§ Data for this exercise:
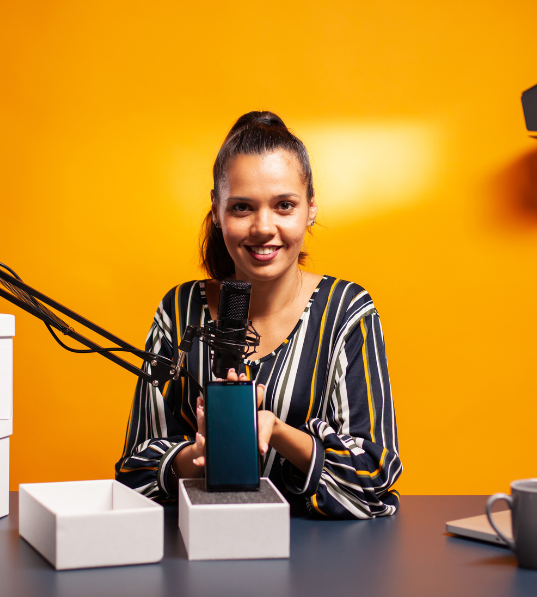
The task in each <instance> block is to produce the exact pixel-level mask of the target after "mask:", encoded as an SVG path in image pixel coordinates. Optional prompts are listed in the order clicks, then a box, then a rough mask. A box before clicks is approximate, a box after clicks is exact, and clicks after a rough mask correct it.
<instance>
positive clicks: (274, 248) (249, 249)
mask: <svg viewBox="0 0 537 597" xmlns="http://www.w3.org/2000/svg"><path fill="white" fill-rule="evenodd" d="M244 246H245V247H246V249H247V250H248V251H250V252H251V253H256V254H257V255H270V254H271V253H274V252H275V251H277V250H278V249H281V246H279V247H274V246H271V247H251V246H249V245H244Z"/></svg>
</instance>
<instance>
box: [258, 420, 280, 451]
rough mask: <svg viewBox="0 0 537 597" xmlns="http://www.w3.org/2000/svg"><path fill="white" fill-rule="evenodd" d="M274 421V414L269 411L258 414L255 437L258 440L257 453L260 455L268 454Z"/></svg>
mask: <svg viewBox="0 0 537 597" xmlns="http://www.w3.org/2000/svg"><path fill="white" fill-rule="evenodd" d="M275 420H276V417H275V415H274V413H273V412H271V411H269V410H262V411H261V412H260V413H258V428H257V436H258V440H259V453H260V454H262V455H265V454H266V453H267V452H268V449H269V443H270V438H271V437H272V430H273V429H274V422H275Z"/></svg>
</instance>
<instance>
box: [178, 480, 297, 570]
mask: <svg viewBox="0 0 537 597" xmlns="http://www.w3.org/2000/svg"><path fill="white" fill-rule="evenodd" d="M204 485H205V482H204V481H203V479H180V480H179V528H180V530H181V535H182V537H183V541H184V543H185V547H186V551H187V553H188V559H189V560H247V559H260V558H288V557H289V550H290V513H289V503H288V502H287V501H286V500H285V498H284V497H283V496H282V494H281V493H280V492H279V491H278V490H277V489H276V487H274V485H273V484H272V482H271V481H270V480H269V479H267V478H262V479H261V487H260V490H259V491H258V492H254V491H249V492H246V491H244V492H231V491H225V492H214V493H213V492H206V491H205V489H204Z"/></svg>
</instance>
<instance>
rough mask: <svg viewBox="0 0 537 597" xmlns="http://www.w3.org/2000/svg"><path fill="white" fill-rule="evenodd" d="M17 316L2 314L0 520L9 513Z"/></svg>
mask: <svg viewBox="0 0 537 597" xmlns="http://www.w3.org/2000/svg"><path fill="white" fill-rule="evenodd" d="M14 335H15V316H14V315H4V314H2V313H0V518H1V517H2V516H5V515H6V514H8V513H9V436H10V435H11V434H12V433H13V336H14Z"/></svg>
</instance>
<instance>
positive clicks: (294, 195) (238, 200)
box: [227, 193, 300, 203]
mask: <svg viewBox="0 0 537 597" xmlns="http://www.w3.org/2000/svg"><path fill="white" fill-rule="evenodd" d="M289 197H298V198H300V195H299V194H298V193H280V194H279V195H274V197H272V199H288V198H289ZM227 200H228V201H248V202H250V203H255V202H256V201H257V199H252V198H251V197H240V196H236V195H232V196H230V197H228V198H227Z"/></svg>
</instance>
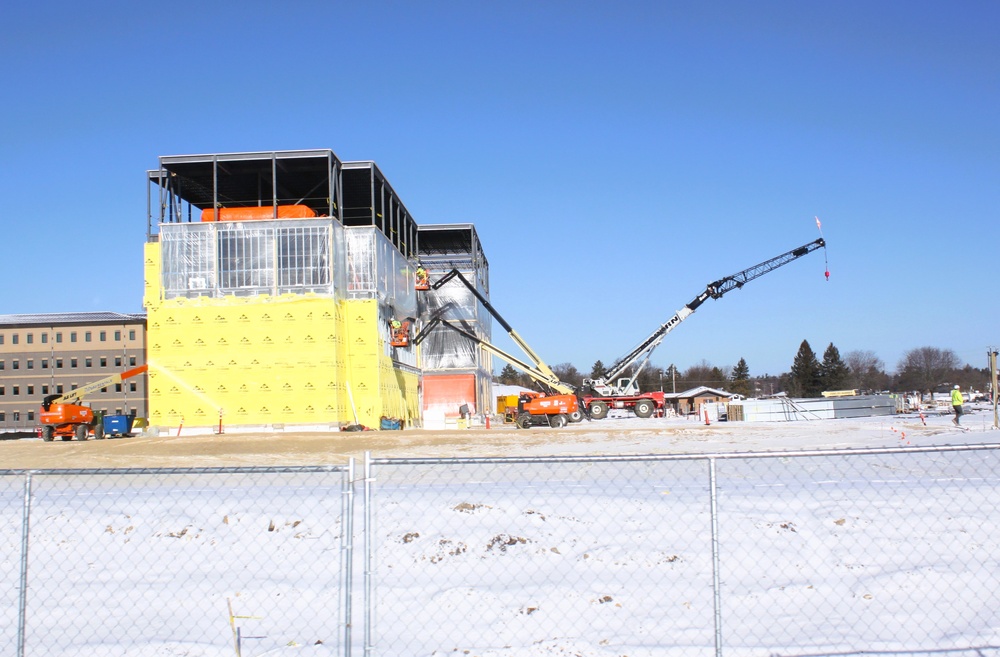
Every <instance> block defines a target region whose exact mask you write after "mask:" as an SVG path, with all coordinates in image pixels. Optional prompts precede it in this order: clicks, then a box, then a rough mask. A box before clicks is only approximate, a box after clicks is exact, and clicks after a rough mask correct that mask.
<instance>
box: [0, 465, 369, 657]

§ Problem to solve: Repeat all of these records word for word, but leave out the pictures.

§ Task output:
The task in each <instance> block is to produce the exact pixel-level mask of the target after "mask:", encoded as an SVG path in image pixel coordinates. Optional prompts are listed in the order clicks, then a box, then a rough mask. A box before clicks is approximate, a box after clicks is exact, and clicks after a rough mask correct it.
<instance>
positive clicks: (274, 248) (249, 249)
mask: <svg viewBox="0 0 537 597" xmlns="http://www.w3.org/2000/svg"><path fill="white" fill-rule="evenodd" d="M244 246H245V247H246V249H247V250H248V251H250V252H251V253H256V254H257V255H270V254H271V253H274V252H275V251H277V250H278V249H281V246H279V247H274V246H271V247H251V246H249V245H244Z"/></svg>
</instance>
<instance>
box: [258, 420, 280, 451]
rough mask: <svg viewBox="0 0 537 597" xmlns="http://www.w3.org/2000/svg"><path fill="white" fill-rule="evenodd" d="M274 421V414L269 411L258 414L255 437L258 440L257 453L260 455L268 454Z"/></svg>
mask: <svg viewBox="0 0 537 597" xmlns="http://www.w3.org/2000/svg"><path fill="white" fill-rule="evenodd" d="M275 420H276V417H275V415H274V413H273V412H271V411H269V410H262V411H261V412H260V413H258V428H257V436H258V440H259V453H260V454H262V455H265V454H266V453H267V452H268V449H269V443H270V438H271V437H272V430H273V429H274V422H275Z"/></svg>
</instance>
<instance>
box: [178, 480, 297, 570]
mask: <svg viewBox="0 0 537 597" xmlns="http://www.w3.org/2000/svg"><path fill="white" fill-rule="evenodd" d="M204 485H205V482H204V481H203V479H180V480H179V528H180V530H181V535H182V537H183V541H184V543H185V547H186V551H187V553H188V559H189V560H247V559H260V558H288V557H289V550H290V513H289V503H288V502H287V501H286V500H285V498H284V497H283V496H282V494H281V493H280V492H279V491H278V490H277V489H276V487H274V485H273V484H272V482H271V481H270V480H269V479H267V478H262V479H261V487H260V490H259V491H258V492H254V491H249V492H246V491H244V492H231V491H225V492H214V493H213V492H206V491H205V489H204Z"/></svg>
</instance>
<instance>
rough mask: <svg viewBox="0 0 537 597" xmlns="http://www.w3.org/2000/svg"><path fill="white" fill-rule="evenodd" d="M17 316L2 314L0 520L9 513Z"/></svg>
mask: <svg viewBox="0 0 537 597" xmlns="http://www.w3.org/2000/svg"><path fill="white" fill-rule="evenodd" d="M14 335H15V316H14V315H4V314H2V313H0V518H1V517H2V516H5V515H6V514H8V513H9V436H10V435H11V434H12V433H13V336H14Z"/></svg>
</instance>
<instance>
positive clicks: (294, 195) (238, 200)
box: [227, 193, 300, 203]
mask: <svg viewBox="0 0 537 597" xmlns="http://www.w3.org/2000/svg"><path fill="white" fill-rule="evenodd" d="M289 197H298V198H300V195H299V194H298V193H280V194H279V195H274V197H272V199H288V198H289ZM227 200H228V201H248V202H250V203H255V202H256V201H257V199H252V198H251V197H240V196H236V195H232V196H230V197H228V198H227Z"/></svg>
</instance>
Every <instance> block defines a target region whose exact mask you write after "mask:" as an SVG path, with all coordinates in image pixels. Optional prompts precede it in this order: clicks, then a box, then a rough mask. A box before clicks is only approximate, a box after clicks is exact, and clicks after a rough mask correct that mask.
<instance>
box: [0, 465, 369, 657]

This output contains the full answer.